---- SELECTED PASSAGE
It has been quite an adventure over the last week. I’m getting intermittent segmentation faults during my Yocto Linux image builds. Could it be a problem with my new AMD Ryzen 7 1700X CPU?
In Episode 24, having built my new screamingly-fast AMD Ryzen 7 1700X based machine, I used Yocto to successfully build a new QEMU image in record time. But in last week’s Episode 25, I had a mixed bag of results. I did successfully build a Yocto image for my MinnowBoard, but unfortunately it failed to boot on my hardware. And when I tried to build a Yocto image for the Portwell Neptune Alpha, it failed.
Last week, I presumed that the source of the problems was that I was building the images using Debian 9.1. I would always get the following message right after the bitbake started:
WARNING: Host distribution "Debian-9.1" has not been validated with this version of the build system; you may possibly experience unexpected failures. It is recommended that you use a tested distribution.
So, I proceeded to somewhat haphazardly try to troubleshoot this, by first trying to re-install an earlier version of Debian on my build machine. I rationalized this by remembering that when I was doing builds under Virtualbox on my old PC, I was running off of Debian 8.2, and those worked. So, I tried that first.
Alas, Debian 8.2 refused to install on my new machine. I tried the same thing with the most current “obsolete stable” release of Debian 8 (“jessie”), 8.9. I got the same error message at the beginning of each install, and it just hangs:
core perfctr but no constraints; unknown hardware!
I’m guessing here that these older version of Debian won’t work with the Ryzen 7 chip; the last release of jessie was dated July 22, 2017.
So, it’s back to Debian 9.1. At least I know that I can successfully install that version on my PC. Eventually, the Yocto project will do some testing on this release, and do some updates.
--------
> **QUESTIONS**:
1. For each statement about the post on Yocto build failures, answer yes or no and quote the exact words from the post that settle it. (a) Debian 8.2 installed without trouble on the new machine. (b) The Yocto image for the MinnowBoard was built but would not boot on the hardware. (c) The last release of jessie was dated July 22, 2017.
2. Rewrite the part of the post on Yocto build failures that opens with the words containing "Alas, Debian 8.2" and closes with "July 22, 2017.", swapping "hangs" for "freezes".
The material that comes next has no connection to the text.
---- INPUT DATA
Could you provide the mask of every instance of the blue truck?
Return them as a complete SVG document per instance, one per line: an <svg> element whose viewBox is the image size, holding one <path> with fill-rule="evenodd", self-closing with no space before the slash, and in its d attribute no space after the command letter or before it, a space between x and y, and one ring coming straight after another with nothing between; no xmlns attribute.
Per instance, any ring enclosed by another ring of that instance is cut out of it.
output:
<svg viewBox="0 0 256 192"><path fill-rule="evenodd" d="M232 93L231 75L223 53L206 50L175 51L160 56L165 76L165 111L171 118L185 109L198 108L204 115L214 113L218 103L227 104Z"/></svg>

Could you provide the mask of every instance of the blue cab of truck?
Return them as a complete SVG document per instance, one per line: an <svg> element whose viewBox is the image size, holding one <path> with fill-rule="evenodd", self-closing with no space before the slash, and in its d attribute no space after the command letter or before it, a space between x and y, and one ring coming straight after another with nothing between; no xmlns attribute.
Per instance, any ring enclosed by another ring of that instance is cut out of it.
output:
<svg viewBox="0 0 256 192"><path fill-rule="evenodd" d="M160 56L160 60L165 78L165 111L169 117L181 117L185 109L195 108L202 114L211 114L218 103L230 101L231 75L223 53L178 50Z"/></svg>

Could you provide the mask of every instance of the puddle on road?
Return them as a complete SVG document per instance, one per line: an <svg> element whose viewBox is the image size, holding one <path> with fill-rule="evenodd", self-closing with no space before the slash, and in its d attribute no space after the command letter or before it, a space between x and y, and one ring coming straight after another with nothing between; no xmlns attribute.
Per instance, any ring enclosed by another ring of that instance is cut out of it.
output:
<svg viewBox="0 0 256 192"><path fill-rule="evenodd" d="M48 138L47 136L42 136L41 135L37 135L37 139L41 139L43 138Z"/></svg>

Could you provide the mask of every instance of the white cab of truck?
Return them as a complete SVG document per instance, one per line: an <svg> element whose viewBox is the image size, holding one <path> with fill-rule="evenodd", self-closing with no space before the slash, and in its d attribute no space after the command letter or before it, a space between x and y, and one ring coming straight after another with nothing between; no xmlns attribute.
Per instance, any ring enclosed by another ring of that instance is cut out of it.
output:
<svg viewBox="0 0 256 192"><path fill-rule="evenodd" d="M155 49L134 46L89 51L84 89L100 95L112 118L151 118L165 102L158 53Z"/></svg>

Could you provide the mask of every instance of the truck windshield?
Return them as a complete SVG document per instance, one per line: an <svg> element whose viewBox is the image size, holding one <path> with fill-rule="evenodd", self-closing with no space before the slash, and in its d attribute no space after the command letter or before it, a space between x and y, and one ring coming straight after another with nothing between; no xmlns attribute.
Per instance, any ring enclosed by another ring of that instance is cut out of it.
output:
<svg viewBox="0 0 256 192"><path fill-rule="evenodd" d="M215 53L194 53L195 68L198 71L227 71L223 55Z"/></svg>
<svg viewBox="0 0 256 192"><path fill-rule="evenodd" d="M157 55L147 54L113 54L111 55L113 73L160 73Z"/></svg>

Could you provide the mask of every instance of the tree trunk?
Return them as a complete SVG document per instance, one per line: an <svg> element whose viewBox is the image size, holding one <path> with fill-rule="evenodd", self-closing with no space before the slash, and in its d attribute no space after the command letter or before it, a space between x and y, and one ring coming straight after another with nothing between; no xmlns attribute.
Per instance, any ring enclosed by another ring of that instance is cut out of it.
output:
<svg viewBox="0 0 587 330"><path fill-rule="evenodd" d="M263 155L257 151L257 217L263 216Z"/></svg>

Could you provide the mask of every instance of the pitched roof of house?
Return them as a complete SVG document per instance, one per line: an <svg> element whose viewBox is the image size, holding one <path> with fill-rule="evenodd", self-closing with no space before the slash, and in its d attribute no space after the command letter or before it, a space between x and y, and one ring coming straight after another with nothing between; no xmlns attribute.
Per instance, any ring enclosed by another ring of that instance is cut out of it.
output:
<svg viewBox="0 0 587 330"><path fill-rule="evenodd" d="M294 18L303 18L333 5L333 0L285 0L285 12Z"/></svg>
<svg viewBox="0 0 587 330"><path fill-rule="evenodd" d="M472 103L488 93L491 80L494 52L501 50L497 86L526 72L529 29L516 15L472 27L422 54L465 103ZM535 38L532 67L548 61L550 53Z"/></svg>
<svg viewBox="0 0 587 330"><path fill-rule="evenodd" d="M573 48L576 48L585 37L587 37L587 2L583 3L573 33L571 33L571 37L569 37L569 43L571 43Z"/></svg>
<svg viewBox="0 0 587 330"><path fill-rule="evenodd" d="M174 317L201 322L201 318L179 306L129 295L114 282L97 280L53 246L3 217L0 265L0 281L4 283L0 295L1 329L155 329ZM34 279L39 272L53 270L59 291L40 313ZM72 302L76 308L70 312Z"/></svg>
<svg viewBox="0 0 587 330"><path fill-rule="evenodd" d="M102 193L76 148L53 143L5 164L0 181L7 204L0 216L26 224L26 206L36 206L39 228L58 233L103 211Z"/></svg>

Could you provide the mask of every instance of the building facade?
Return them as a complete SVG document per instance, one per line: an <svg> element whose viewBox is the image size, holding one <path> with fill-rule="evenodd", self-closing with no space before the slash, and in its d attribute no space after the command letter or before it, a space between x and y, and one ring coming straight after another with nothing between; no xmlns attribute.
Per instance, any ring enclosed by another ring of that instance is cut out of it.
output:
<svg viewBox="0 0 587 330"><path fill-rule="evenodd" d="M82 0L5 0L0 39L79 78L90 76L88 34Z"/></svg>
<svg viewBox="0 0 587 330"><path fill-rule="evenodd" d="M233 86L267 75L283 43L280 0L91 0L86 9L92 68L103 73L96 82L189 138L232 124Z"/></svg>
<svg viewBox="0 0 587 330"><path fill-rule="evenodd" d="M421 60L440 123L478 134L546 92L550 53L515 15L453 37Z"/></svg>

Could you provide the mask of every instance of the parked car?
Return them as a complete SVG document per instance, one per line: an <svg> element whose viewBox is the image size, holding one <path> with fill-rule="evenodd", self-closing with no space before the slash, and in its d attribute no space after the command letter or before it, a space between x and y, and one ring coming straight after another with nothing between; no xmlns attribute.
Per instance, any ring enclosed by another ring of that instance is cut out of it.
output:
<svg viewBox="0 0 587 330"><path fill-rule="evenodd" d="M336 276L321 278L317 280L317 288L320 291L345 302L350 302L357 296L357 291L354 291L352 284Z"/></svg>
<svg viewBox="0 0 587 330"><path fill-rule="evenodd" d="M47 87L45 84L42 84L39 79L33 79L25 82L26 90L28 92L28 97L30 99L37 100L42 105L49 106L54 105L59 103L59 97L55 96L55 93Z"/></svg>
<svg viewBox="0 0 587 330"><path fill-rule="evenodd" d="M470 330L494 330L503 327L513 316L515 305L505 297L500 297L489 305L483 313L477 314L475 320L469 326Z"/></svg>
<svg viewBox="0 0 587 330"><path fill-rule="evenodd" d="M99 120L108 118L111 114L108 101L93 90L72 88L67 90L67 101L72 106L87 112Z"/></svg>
--------
> **EXERCISE RESULTS**:
1.
(a) No: "Alas, Debian 8.2 refused to install on my new machine."
(b) Yes: "I did successfully build a Yocto image for my MinnowBoard, but unfortunately it failed to boot on my hardware."
(c) Yes: "the last release of jessie was dated July 22, 2017."

2.
Alas, Debian 8.2 refused to install on my new machine. I tried the same thing with the most current “obsolete stable” release of Debian 8 (“jessie”), 8.9. I got the same error message at the beginning of each install, and it just freezes:
core perfctr but no constraints; unknown hardware!
I’m guessing here that these older version of Debian won’t work with the Ryzen 7 chip; the last release of jessie was dated July 22, 2017.